▶ _Data lines_:
····················

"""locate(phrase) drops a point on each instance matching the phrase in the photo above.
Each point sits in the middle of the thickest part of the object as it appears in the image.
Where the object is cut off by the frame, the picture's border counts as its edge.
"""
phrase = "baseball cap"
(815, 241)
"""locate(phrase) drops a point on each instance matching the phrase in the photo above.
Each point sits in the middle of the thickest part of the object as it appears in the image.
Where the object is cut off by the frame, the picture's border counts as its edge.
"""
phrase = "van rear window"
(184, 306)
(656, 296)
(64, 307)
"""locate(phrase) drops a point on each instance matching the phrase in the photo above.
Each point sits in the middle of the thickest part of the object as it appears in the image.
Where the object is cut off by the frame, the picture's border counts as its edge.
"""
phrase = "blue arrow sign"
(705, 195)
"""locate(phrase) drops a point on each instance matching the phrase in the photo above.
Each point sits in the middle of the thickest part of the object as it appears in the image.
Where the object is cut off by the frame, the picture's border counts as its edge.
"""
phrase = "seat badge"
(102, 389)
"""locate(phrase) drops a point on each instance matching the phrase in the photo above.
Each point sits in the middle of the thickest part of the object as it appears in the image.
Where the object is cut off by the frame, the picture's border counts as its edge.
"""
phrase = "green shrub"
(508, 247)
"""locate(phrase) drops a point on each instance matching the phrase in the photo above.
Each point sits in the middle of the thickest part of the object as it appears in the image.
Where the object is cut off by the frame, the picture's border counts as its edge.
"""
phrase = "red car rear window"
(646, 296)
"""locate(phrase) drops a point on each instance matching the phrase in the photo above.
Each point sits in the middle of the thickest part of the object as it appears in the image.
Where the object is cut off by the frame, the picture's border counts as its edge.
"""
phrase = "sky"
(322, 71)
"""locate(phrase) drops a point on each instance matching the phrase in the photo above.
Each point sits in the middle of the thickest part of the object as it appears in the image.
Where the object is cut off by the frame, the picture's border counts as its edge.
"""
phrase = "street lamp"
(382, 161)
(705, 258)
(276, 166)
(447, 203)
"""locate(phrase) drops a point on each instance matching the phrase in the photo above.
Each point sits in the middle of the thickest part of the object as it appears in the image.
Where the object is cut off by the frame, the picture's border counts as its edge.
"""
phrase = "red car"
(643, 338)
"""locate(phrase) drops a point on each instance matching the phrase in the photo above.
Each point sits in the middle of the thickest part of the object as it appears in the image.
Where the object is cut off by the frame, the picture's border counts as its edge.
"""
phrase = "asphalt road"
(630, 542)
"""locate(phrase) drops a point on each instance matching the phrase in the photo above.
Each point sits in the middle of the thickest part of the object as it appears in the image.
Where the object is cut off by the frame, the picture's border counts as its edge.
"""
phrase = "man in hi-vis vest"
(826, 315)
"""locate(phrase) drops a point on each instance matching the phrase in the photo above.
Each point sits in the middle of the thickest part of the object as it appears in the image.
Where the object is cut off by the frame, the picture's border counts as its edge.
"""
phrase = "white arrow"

····················

▶ _The problem_: Would you reproduce all the entries exactly?

▶ _Expected answer_:
"""locate(phrase) drops a point on each instance matching the phrase in the photo above.
Each point sits in the middle of the thickest part of the object as it appears in the image.
Where the object is cut off by the frame, the picture's border counts as its edge.
"""
phrase = "baseball cap"
(815, 241)
"""locate(phrase) drops a point on each instance matching the phrase in the photo above.
Each point sits in the middle of the thickest part of the object as it appears in the image.
Where the object is cut off by the frame, the picture's border counts as its edge.
"""
phrase = "van rear window"
(184, 306)
(656, 296)
(64, 307)
"""locate(phrase) drops a point on each instance matching the phrase in the photo above.
Each point sits in the middle of the thickest part of the object as it appears in the image.
Where the object is cut off by the frame, the picture's border counts as its edge.
"""
phrase = "blue arrow sign"
(705, 195)
"""locate(phrase) drops a point on each instance matching the phrase in the photo above.
Each point sits in the middle of the thickest part of the object as it appears in the image.
Where the object is cut off by the frame, the picture's border counts as its edge.
"""
phrase = "seat badge"
(102, 389)
"""locate(phrase) drops a point on each instance matching the phrase in the photo above.
Each point sits in the middle of the thickest part of the object as it appears in the image.
Where the object is cut off by the frame, the picture's border counts as its edge.
"""
phrase = "green shrub"
(508, 247)
"""locate(phrase) drops a point on each instance matching the phrase in the photo above.
Each point sits in the middle of the thickest part of the object as it appears in the image.
Where the object is cut off by the frame, the picture's border counts as its edge.
"""
phrase = "red car rear window"
(646, 296)
"""locate(phrase) drops a point on each instance matching the phrase in the photo above.
Each point sits in the middle of the thickest part of the object as it appears in the image.
Where the object is cut off by the frame, the picture's border counts as its edge.
"""
phrase = "sky"
(322, 71)
"""locate(phrase) drops a point on each instance matching the phrase in the photo above.
Each point sits in the middle of the thickest part of the object as it appears in the image.
Where the object is cut off by the frame, the picture's border counts as its edge.
"""
phrase = "street lamp"
(382, 161)
(705, 258)
(276, 166)
(447, 203)
"""locate(phrase) drops a point on each instance matching the phrase in the photo above.
Each point sits in the middle of the thickest part of the object as it appears in the image.
Where the object is cut off by the frame, the picture's border counts as its edge.
"""
phrase = "red car"
(643, 338)
"""locate(phrase) drops a point on each instance matching the phrase in the photo above.
Each point sits in the middle of the thickest part of the object as it appears in the image.
Where the object is cut off by the frame, the picture's border counts as its edge.
"""
phrase = "asphalt road"
(630, 542)
"""locate(phrase) drops a point on each instance matching the phrase in the photo above.
Each point sits in the middle of the thickest part of the object as it appears in the image.
Where the object is cut off by the frame, the picture's border counts as its edge.
"""
phrase = "man in hi-vis vest"
(826, 315)
"""locate(phrase) drops a point on each instance matching the phrase in the photo above.
Each point sits in the middle of the thickest part of the object as it appears in the image.
Where the object is cut off by the frame, the picture's border counts as its edge.
"""
phrase = "white arrow"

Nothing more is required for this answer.